◆ Task goal
In the article on lesser known foods high in pesticides, which two organophosphate insecticides are named as residues peppers can carry?

Five Lesser Known Foods High in Pesticides
Our partner EWG bases its recommendations on data from the Department of Agriculture’s Pesticide Data Program and focuses on fresh fruits and vegetables, a major source of pesticide residues in our diets. EWG researchers also monitor the scientific literature on pesticides and commission laboratory testing of foods and pesticides not included in the USDA program to create its annual list of Clean 15 and Dirty Dozen Shoppers Guide to Pesticides in Produce.
These five foods below are runners up to the Dirty Dozen, so buying organic may be best, both in their unprocessed state and in products made with them:
1. Hot and sweet bell peppers
The Dirty Dozen PLUS™ list includes sweet bell peppers and hot peppers, both of which can carry residues of neurotoxic chemicals such as the organophosphate insecticides acephate and chlorpyrifos. EWG recommends that people who frequently eat these vegetables buy organic, especially if they’re feeding them to children. If you’re going to eat conventional peppers, because you can’t find or afford organic, make sure to cook them, because pesticide levels typically diminish when food is cooked.

◆ Dataset entries
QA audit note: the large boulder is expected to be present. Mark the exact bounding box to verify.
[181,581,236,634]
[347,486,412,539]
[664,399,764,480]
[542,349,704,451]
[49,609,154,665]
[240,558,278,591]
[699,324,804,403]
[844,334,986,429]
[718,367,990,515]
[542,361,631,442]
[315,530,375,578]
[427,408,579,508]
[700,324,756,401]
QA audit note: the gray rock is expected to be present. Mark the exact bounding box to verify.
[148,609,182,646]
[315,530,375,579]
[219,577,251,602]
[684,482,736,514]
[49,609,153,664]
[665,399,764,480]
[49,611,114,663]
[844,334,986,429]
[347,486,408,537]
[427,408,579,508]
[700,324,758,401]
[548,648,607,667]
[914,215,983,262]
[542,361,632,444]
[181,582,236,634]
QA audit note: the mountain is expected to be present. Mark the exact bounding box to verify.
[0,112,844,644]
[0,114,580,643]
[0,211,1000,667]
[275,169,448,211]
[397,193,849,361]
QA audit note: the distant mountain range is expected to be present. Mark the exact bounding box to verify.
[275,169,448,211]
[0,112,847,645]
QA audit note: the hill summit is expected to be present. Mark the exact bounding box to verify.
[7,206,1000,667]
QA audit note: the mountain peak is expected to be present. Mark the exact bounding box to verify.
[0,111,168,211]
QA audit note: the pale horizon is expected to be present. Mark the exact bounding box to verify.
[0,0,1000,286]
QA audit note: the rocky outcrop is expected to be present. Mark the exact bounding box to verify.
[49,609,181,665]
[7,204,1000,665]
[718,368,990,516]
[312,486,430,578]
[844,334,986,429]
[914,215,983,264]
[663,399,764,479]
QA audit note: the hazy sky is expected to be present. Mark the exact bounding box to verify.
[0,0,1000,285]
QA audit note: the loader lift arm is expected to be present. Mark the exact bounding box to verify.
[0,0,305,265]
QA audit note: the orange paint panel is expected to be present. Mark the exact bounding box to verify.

◆ Finished task
Acephate and chlorpyrifos.